Reading text

○ ○ ○ ○ ○

What has now changed? - Using neural network they build these features on their own. - Mathew D Zeiler & Rob Fergus(and actual weights) showed with visualization how neural networks work - Combine all features to learn and go slowly in past, neural networks learned on it’s own these techniques.

If it’s a bird or not? notebook can be found here. I am slightly tweaking this model to leverage pytorch image-models released by timm.

urls = search_images("bird photos", max_images=1)
urls[0]

from fastdownload import download_url

dest = "bird.jpg"
download_url(urls[0], dest, show_progress=False)

from fastai.vision.all import *

im = Image.open(dest)
im.to_thumb(256, 256)

Note:

Image based algorithms, are not for images. Image for music classification by Deolho, Ethan sutin sounds from image recognizer. You can do music classification, with some creativity using cnns.
Also needing lots of data is a myth created by companies who sell data processng units. There are lot of free resources like Kaggle, Colab etc.

Observation by Jeremy: Tensorflow is slowly dying. Check this article which he cited. Yet pytorch has lot of hairy code, which can be solved using good abstractions in fastai.

○ ○ ○ ○ ○

Raw data
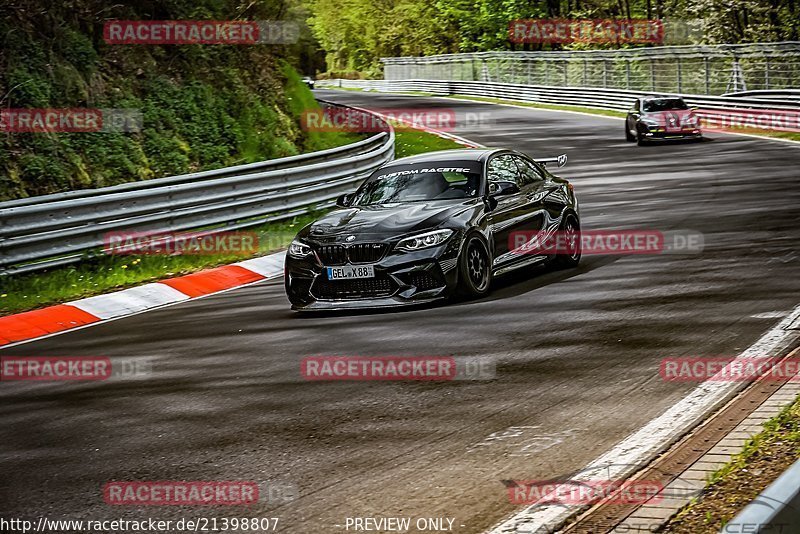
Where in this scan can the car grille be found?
[317,243,389,265]
[409,271,444,291]
[311,276,396,300]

○ ○ ○ ○ ○

Assigned task 1
Write out the part of the fastai notes from "Image based algorithms, are" up to and including "abstractions in fastai.".
Assigned task 2
Answer these questions from the fastai notes:
(a) Whose pytorch image-models is the author tweaking the model to leverage?
(b) Under what file name is the downloaded image saved?
(c) Which two free resources are named?
The listing can be set aside; it plays no part in the work here.

Response box 1
Image based algorithms, are not for images. Image for music classification by Deolho, Ethan sutin sounds from image recognizer. You can do music classification, with some creativity using cnns.
Also needing lots of data is a myth created by companies who sell data processng units. There are lot of free resources like Kaggle, Colab etc.

Observation by Jeremy: Tensorflow is slowly dying. Check this article which he cited. Yet pytorch has lot of hairy code, which can be solved using good abstractions in fastai.

Response box 2
(a) timm
(b) bird.jpg
(c) Kaggle and Colab